- [Texto de leitura]:
————————
Como se trata de uma correlação, o estudo não pode garantir que os sinais de depressão observados tenham sido causados pelo uso dos sites. “Pode ser que as pessoas que já estão deprimidas estão se voltando para a mídia social para preencher um vazio”, explica a principal autora, Lui Yi Lin, em comunicado da Universidade de Pittsburgh. No entanto, ela afirma que a análise traz indícios de que a exposição à mídia social pode se tornar um importante combustível para a depressão.
Idealização
Nos questionários, ficou evidente, por exemplo, que as representações altamente idealizadas de amigos nas mídias sociais provocam sentimentos de inveja e a crença distorcida de que outros levam uma vida mais feliz e bem-sucedida. O dado não surpreende Sérgio Henrique de Souza Alves, doutor em psicologia e professor no Centro Universitário IESB. “Quando uma pessoa se depara com uma realidade muito distante da dela e que ela não consegue alcançar, ela acaba por se frustrar. Mas claro que não é uma relação de causa e feito. Esse tipo de comportamento alimenta algo que provavelmente já era latente”, explica o especialista, que não participou da pesquisa.
Outras observações do estudo: manter-se entretido com atividades de pouco significado nas mídias sociais pode dar uma sensação de “perda de tempo”, o que influencia negativamente o humor; e o uso exagerado pode também aumentar a exposição ao cyberbullying e alimentar o “vício na internet”, um tipo de comportamento que, na avaliação de alguns especialistas, deveria ser considerada uma doença psiquiátrica intimamente associada à depressão.
————————
- [Dados]:
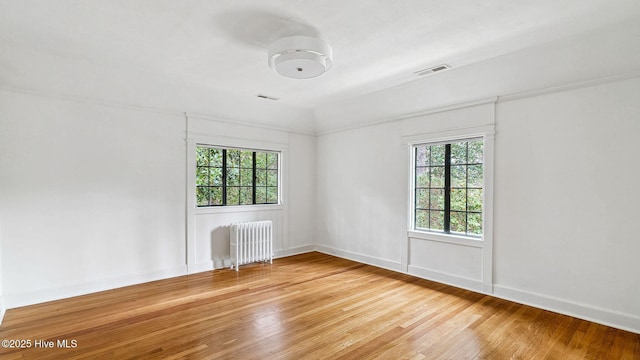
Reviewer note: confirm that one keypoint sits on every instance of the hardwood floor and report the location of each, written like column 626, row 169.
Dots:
column 310, row 306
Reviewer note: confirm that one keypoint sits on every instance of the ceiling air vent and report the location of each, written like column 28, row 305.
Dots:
column 267, row 97
column 432, row 70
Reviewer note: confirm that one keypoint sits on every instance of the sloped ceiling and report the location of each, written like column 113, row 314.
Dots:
column 210, row 56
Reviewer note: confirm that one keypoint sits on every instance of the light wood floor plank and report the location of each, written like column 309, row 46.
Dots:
column 310, row 306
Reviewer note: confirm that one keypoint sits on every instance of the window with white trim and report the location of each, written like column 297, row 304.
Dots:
column 233, row 176
column 448, row 187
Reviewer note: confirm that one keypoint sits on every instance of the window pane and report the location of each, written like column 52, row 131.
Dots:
————————
- [Exercícios propostos]:
a. No texto sobre mídias sociais e depressão, o que as representações altamente idealizadas de amigos nas mídias sociais provocam?
b. Dê continuidade ao texto sobre mídias sociais e depressão, começando logo após a última frase.

- [Resultados esperados]:
a. Provocam sentimentos de inveja e a crença distorcida de que outros levam uma vida mais feliz e bem-sucedida.

b.
“Nas redes sociais existem muitos reforçadores, que podem ser resumidos pelo ‘curte e compartilha’. Os internautas acabam se viciando nesse jogo de postar e esperar a recepção das pessoas. Com isso, eles se sentem amados e acolhidos, mas essa é uma interação superficial. É necessário que as pessoas encontrem outras fontes de interação nas relações reais”, alerta Alves.
Para o psicólogo comportamental Enrique Maia, como as crianças e os adolescentes estão cada vez mais presentes nesse tipo de mídia, a atenção dos pais é importante. “Nesse contexto, é necessário que os pais observem a conduta dos filhos. É preciso que eles interfiram para que o filho consiga construir relações ricas no mundo real”, aconselha Maia, que também não participou do estudo.
Sono fica prejudicado
Num outro trabalho orientado pelo professor Brian Primack, a pesquisadora Jessica Levenson observou que jovens adultos muito dedicados às redes sociais durante a semana são mais propensos a sofrer com distúrbios do sono. Como parte de sua tese de doutorado, Jessica aplicou um questionário em adultos estadunidenses para determinar o nível de uso da rede e os hábitos noturnos.
Os participantes que relataram não resistir àquela última olhadinha na timeline apresentaram risco de sofrer com esse tipo de distúrbio três vezes maior do que os menos assíduos nos sites de interação.
Os participantes que gastavam muito tempo, mas durante o dia, também tinham a probabilidade de ter o sono prejudicado aumentada, com chances dobradas.
Entre os exemplos de como o sono pode ser alterado pelo uso de redes sociais, foram relatadas situações como deslocamento do horário do sono; e excitação emocional, cognitiva ou fisiológica, motivada, por exemplo, pelo envolvimento em discussões polêmicas no Facebook.
A perturbação do relógio biológico, devido à exposição ao brilho emitido pelos dispositivos, também foi constatada. “Essa é uma das primeiras peças de evidência de que o uso de mídia social pode realmente afetar o seu sono”, afirma Jessica Levenson. “O trabalho examina exclusivamente a associação entre o uso de mídia social e o sono entre jovens adultos, que são, sem dúvida, a primeira geração a crescer com a mídia social.”.